# What you are asked to do
Every record must appear in your copy exactly as written, with no pictures.

# Information provided
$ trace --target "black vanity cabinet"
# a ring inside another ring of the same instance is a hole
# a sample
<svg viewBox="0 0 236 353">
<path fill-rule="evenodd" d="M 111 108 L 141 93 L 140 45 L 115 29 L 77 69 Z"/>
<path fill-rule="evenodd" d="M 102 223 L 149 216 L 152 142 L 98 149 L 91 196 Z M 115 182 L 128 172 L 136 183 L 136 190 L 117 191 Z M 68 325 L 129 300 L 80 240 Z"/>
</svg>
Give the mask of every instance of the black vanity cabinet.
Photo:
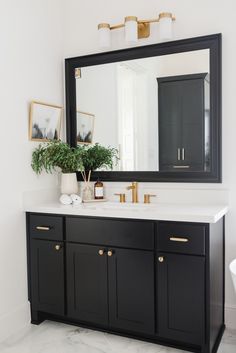
<svg viewBox="0 0 236 353">
<path fill-rule="evenodd" d="M 224 332 L 224 221 L 27 214 L 32 323 L 45 319 L 199 353 Z"/>
</svg>

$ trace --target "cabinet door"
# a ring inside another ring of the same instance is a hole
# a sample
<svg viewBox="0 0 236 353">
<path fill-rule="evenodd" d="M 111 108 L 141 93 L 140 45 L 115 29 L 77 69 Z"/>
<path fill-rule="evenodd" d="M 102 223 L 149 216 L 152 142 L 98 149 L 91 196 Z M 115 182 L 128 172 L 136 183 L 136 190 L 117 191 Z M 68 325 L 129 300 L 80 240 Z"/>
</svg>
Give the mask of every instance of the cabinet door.
<svg viewBox="0 0 236 353">
<path fill-rule="evenodd" d="M 30 251 L 33 310 L 64 315 L 63 243 L 32 240 Z"/>
<path fill-rule="evenodd" d="M 158 81 L 159 170 L 173 170 L 181 164 L 181 89 L 178 81 Z"/>
<path fill-rule="evenodd" d="M 203 343 L 204 257 L 158 254 L 157 317 L 158 336 L 190 344 Z"/>
<path fill-rule="evenodd" d="M 68 316 L 107 326 L 107 255 L 101 247 L 67 245 Z"/>
<path fill-rule="evenodd" d="M 204 79 L 182 81 L 182 158 L 191 170 L 204 170 Z"/>
<path fill-rule="evenodd" d="M 153 252 L 113 250 L 108 256 L 108 278 L 110 326 L 154 334 Z"/>
</svg>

# Result of this task
$ trace --target "black vanity cabinet"
# a ring inside another ring of the same instance is a hole
# a sample
<svg viewBox="0 0 236 353">
<path fill-rule="evenodd" d="M 111 108 L 141 93 L 140 45 L 115 29 L 77 69 Z"/>
<path fill-rule="evenodd" d="M 102 223 L 149 216 L 152 142 L 98 149 L 91 196 Z M 115 182 L 128 172 L 136 183 L 136 190 L 117 191 Z M 68 325 L 129 300 L 80 240 Z"/>
</svg>
Give the mask of every instance of the black vanity cabinet.
Photo:
<svg viewBox="0 0 236 353">
<path fill-rule="evenodd" d="M 224 332 L 224 221 L 27 214 L 32 323 L 45 319 L 199 353 Z"/>
</svg>

$ trace --target "cabinet door"
# a ring inside another ring of the same instance is a hole
# a sample
<svg viewBox="0 0 236 353">
<path fill-rule="evenodd" d="M 111 108 L 141 93 L 140 45 L 115 29 L 77 69 Z"/>
<path fill-rule="evenodd" d="M 102 223 L 149 216 L 152 142 L 98 149 L 91 196 Z M 115 182 L 128 172 L 136 183 L 136 190 L 117 191 Z M 68 325 L 129 300 L 80 240 Z"/>
</svg>
Give the mask of every instance of the cabinet door.
<svg viewBox="0 0 236 353">
<path fill-rule="evenodd" d="M 30 251 L 33 310 L 64 315 L 63 243 L 32 240 Z"/>
<path fill-rule="evenodd" d="M 158 81 L 159 170 L 173 170 L 181 164 L 181 89 L 178 81 Z"/>
<path fill-rule="evenodd" d="M 203 343 L 204 257 L 158 254 L 157 317 L 158 336 L 190 344 Z"/>
<path fill-rule="evenodd" d="M 68 316 L 107 326 L 107 255 L 101 247 L 67 245 Z"/>
<path fill-rule="evenodd" d="M 204 79 L 182 81 L 182 158 L 191 170 L 204 170 Z"/>
<path fill-rule="evenodd" d="M 153 252 L 113 250 L 108 256 L 108 278 L 110 326 L 154 334 Z"/>
</svg>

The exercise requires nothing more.